» **Stated goal**: Filter the records below, copying every line that contains the word "white". Case counts: only lines whose letters match it in case qualify.

[Begin]

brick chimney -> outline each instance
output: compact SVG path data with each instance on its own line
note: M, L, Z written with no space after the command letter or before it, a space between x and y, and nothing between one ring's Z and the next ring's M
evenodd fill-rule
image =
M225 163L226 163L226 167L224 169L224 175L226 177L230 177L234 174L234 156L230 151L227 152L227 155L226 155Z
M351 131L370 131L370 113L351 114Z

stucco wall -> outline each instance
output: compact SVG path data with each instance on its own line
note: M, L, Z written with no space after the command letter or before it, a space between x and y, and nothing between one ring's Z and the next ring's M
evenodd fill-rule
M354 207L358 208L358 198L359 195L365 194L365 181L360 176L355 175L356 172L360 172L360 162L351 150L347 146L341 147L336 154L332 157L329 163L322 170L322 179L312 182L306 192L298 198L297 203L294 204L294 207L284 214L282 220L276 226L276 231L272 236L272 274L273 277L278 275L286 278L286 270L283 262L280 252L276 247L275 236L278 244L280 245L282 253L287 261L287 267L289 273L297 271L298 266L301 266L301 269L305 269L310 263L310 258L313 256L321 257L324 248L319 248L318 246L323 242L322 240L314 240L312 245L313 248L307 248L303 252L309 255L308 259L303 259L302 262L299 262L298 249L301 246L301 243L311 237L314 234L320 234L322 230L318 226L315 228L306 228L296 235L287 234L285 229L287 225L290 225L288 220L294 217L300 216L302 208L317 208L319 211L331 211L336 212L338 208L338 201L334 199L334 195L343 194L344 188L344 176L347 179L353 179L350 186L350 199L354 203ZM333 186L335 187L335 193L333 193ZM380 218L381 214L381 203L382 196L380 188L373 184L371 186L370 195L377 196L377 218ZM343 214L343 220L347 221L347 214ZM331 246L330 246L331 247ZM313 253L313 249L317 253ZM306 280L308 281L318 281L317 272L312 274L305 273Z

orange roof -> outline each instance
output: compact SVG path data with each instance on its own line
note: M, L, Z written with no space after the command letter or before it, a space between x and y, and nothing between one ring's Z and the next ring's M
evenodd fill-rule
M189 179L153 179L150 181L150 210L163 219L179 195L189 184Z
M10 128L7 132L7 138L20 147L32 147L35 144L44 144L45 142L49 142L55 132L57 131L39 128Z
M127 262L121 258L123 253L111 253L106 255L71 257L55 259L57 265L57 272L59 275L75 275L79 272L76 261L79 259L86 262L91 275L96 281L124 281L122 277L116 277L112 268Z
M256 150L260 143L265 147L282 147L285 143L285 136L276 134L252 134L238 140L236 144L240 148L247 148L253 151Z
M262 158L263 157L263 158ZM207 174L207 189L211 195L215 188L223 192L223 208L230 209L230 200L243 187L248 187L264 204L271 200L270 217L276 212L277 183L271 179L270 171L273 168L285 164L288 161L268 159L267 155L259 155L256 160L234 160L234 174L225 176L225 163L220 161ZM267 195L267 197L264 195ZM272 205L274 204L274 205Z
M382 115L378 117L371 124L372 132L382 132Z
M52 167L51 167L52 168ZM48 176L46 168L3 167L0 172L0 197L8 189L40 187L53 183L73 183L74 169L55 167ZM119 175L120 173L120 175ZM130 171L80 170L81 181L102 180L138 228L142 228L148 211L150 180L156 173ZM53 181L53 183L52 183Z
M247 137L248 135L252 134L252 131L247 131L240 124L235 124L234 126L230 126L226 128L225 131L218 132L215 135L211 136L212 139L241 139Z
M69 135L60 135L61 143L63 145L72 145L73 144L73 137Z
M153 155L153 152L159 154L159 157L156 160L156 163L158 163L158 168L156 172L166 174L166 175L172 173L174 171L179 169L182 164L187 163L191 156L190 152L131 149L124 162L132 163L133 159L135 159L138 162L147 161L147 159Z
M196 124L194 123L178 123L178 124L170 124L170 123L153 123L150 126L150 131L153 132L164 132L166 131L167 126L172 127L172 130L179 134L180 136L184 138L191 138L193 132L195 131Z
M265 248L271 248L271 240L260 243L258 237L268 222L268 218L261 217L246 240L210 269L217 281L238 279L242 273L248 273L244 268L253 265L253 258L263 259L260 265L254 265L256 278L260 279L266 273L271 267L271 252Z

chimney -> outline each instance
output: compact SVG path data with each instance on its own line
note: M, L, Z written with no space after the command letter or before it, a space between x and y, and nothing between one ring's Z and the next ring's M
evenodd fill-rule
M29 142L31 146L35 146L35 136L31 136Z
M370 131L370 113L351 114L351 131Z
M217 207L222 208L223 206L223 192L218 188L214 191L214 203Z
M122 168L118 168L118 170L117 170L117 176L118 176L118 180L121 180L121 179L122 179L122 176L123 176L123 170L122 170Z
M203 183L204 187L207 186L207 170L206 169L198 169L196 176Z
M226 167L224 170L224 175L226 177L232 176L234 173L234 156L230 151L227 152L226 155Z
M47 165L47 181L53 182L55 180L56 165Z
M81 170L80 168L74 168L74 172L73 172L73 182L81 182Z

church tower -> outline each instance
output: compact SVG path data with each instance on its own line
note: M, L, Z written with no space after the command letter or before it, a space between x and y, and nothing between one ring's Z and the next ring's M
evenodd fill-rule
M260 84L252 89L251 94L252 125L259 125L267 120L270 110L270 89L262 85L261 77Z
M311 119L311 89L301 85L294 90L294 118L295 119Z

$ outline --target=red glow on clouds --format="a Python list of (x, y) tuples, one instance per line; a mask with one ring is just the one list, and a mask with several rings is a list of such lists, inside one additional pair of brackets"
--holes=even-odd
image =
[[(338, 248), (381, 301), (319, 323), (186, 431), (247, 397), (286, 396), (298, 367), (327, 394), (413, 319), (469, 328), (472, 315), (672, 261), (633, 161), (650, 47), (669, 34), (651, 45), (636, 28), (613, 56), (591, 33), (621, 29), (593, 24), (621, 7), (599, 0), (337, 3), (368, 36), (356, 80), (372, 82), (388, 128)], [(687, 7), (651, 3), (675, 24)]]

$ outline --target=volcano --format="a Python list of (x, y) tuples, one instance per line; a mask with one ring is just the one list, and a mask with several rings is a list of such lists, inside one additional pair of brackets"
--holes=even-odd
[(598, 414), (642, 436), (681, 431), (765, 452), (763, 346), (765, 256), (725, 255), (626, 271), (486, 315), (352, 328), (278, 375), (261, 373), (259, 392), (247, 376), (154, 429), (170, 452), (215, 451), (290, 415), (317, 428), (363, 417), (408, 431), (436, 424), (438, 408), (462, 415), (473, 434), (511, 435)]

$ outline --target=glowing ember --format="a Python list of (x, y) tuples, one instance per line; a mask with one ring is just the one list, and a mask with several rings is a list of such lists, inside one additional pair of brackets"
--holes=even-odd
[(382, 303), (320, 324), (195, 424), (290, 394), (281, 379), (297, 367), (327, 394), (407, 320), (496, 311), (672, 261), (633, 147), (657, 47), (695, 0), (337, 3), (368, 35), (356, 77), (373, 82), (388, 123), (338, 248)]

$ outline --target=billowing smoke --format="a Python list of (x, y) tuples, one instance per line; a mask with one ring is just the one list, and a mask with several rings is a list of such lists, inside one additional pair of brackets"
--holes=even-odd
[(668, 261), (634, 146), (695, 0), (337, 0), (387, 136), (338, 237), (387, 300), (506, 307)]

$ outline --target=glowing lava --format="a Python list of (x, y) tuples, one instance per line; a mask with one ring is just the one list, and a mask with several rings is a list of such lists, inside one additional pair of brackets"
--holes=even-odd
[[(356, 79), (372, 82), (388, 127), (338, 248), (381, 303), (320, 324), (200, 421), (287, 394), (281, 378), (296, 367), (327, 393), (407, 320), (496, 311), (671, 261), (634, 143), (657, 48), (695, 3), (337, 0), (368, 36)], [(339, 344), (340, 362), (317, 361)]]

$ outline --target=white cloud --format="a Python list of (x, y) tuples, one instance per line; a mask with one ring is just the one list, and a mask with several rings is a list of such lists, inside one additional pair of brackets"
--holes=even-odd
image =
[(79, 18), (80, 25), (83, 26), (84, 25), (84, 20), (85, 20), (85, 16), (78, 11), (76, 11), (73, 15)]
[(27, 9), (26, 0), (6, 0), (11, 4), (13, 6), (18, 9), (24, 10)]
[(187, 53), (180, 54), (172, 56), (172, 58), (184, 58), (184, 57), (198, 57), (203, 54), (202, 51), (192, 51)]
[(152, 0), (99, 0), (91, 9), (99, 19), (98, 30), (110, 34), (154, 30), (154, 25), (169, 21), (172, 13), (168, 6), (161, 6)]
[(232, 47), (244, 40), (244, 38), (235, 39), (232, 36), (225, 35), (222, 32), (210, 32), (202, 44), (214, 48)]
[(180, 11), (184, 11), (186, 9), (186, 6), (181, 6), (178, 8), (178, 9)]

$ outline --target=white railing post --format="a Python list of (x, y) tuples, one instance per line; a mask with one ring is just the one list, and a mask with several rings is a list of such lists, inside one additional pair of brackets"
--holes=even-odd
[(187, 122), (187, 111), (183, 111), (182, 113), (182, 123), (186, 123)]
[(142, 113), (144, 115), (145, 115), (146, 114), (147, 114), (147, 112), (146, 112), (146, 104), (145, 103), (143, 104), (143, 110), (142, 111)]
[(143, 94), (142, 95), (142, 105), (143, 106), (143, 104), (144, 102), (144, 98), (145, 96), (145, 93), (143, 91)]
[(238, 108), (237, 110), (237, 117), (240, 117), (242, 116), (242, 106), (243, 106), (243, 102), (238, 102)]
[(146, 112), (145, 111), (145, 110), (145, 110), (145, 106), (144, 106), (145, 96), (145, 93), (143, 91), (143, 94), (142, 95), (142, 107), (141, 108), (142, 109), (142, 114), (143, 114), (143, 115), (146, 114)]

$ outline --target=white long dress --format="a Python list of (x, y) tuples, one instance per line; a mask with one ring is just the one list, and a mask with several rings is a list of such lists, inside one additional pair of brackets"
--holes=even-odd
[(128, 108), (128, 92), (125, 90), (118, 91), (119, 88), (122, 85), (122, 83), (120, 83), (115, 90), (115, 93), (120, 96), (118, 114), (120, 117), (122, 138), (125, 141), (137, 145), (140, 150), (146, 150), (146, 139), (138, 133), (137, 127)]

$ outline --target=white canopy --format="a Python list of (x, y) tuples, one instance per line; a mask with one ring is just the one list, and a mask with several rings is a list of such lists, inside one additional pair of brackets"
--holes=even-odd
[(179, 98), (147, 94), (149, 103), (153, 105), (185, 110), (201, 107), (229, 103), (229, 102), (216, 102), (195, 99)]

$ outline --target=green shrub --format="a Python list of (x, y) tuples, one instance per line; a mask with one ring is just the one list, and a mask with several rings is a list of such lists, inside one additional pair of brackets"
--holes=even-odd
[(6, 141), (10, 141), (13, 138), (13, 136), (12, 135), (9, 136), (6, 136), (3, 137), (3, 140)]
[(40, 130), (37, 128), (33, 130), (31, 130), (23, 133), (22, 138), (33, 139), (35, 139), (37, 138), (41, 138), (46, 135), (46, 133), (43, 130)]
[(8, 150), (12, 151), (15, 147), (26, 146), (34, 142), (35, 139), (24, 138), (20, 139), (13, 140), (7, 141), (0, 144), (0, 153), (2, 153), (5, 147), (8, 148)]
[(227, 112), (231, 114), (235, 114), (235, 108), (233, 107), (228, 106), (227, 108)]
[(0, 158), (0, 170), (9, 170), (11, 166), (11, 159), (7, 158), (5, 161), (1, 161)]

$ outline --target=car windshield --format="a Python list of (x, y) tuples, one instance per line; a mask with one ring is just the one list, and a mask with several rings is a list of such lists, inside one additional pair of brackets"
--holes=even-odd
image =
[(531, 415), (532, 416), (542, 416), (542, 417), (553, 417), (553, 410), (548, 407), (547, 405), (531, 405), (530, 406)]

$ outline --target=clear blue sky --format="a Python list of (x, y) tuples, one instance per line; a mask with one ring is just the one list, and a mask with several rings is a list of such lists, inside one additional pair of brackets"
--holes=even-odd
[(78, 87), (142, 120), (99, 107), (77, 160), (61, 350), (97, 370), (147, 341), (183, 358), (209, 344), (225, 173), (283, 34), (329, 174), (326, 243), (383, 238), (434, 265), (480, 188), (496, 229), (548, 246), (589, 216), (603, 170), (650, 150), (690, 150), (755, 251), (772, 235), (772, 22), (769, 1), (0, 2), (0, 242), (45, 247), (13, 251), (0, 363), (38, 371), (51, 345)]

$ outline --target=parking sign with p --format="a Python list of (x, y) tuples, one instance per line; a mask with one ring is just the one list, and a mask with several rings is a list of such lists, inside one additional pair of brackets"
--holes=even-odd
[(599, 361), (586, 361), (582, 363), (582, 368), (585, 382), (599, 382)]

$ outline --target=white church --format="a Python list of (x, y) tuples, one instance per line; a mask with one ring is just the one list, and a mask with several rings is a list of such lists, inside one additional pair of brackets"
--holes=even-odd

[End]

» **Task answer**:
$ outline --target=white cloud --format="a Python list of (x, y) tuples, one instance per line; a mask with one ring is just the one list, and a mask with several rings is a list of such lists, inside one additional pair of brackets"
$ outline --target=white railing post --format="a Python list of (x, y) tuples, one instance per line; a mask with one ring is just the one list, and a mask with several rings is a list of such lists, inside one additional pair of brackets"
$ outline --target=white long dress --format="a Python list of (x, y) tuples, one instance per line; a mask with one ring is just the one list, and a mask with several rings is a list of such lists, inside one additional pair of brackets"
$ outline --target=white canopy --format="a Python list of (x, y) tuples, one instance per line; a mask with one ring is just the one list, and a mask with several rings is a list of such lists, inside one additional pair of brackets"
$ outline --target=white church --format="a Python list of (x, y) tuples, one instance per line; a mask with one ring is just the one list, and a mask with several rings is a list of such lists, inside one additional pair of brackets"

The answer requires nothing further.